In the Solemnity of the Epiphany – the overwhelming manifestation of God’s light – faithful ought to consider who God is, but also, what was his/her specific epiphany? What were the times when an overwhelming manifestation of God was experienced when something different was set in your heart, or something inside was set in a new way because of what was experienced or encountered.

Archbishop Jason Gordon posed these thought-provoking questions to faithful in his homily for the Solemnity of the Epiphany of the Lord, Sunday, January 8.

He recalled as a young businessman at a Living Water prayer meeting hearing ‘My son, if you make your business my business, I will make my business your business.’ “I felt like everything inside me was churning,” the Archbishop said.

He explained that that epiphany, that shining forth of grace and light from God, set his life in a clearly different direction.

“When we encounter the living God, we can’t go back to our old ways and that’s why they [the three wise men] were warned in a dream not to go back to Herod and they travelled back by a different way,” the Archbishop said.

He added when the living God is encountered, insides are recalibrated, and the individual is set in motion in a brand-new way that God determines.

“And the other thing that must happen is that we have to let go of control. And the other thing that happens when we come to the epiphany in our life is that we have to recognise how big God is.” How big is your God, Archbishop Gordon questioned.

He observed faithful have managed to make a ‘chinky’ little God in our image and likeness as opposed to allowing God to be God.

“We’ve made a God who is a God of my people and not your people, a God who is a God of the poor and not the rich, a God of who is for this nation as opposed to that nation. And the Feast of the Epiphany makes us…stand in our boots and wonder how big is your God.”

The God of the scriptures, the Archbishop asserted, is big enough to hold all people in His heart: the good, the bad and the ugly.

He reminded faithful of Matthew 5:48, “ ‘But ye therefore perfect, even as your Father who is in heaven in perfect’ and he goes on to say He allows His sun to

shine on the good and the bad alike and His rain to fall on the just and unjust alike. So that’s the good, that’s the bad and that’s the ugly,” Archbishop Gordon said.

Repeating the question ‘How big is your God?’, the Archbishop referred to the First Reading from Isaiah 60:1–6.

He underscored in the darkest hour of the history of Israel, the prophet sees that a light will shine one day in Israel, a light to illuminate the Gentiles, a light that no darkness could ever put out. “And that light we know is Jesus Christ,” the Archbishop said.

Referring to the three wise men, the Archbishop explained while they had expectations of what the star could represent, when they saw the revelation of the Child that was set before them, they fell to their knees and paid homage.

“They literally reorient their whole lives now of this One who has encountered them. And this shining forth of the light of Christ into their life would have dramatically changed everything. Because when you fall to your knees, and you do homage, you accept that this is your God.”

Archbishop Gordon highlighted the word homage is only used in Matthew’s gospel for worship of God. He then invited faithful to allow God to stretch their hearts wide enough to recognise how big He is, and that life is about serving Him and bending and bowing to His will.

He further called on faithful to not settle for less than the best. “Don’t settle for a ‘chinky’ little idea of God that you can control …When you come to the living God, and you encounter the living God …in ways that you may not want, but all I can tell you is it’s the most amazing adventure you can ever go on.”

________________

Written task a >> Summarize the Epiphany homily report in two sentences.

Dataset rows

________________

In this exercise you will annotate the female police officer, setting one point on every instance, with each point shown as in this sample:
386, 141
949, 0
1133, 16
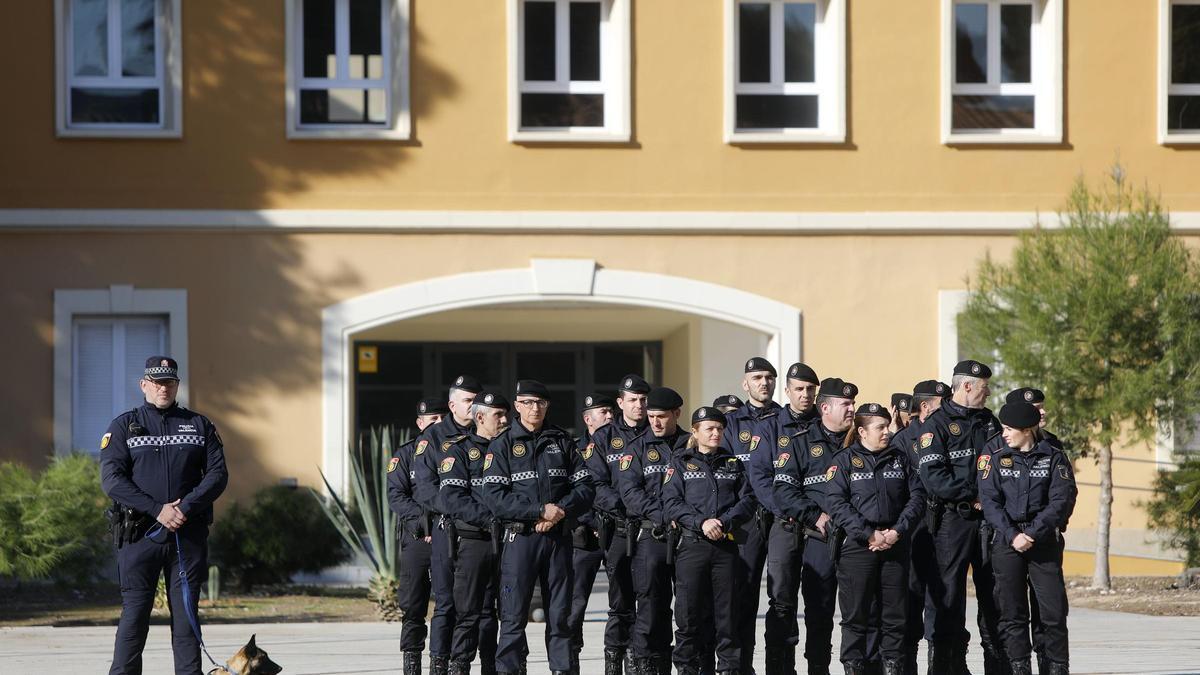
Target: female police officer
1029, 493
875, 497
705, 493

________________

Written task b >> Edit the dataset rows by replacing "female police officer" with "policewoman", keeping everything else the same and leaving the picture out.

Expected output a >> In his homily for the Solemnity of the Epiphany of the Lord on Sunday, January 8, Archbishop Jason Gordon asked the faithful to consider their own epiphanies, recalling how words he heard as a young businessman at a Living Water prayer meeting set his life in a clearly different direction. Pointing to the three wise men, who traveled back by a different way and fell to their knees in homage, he urged the faithful not to settle for a "chinky" little idea of God they can control but to recognize how big God is.

Expected output b >>
In this exercise you will annotate the policewoman, setting one point on every instance, with each point shown as in this sample:
386, 141
949, 0
1133, 16
Target: policewoman
1029, 493
875, 497
705, 493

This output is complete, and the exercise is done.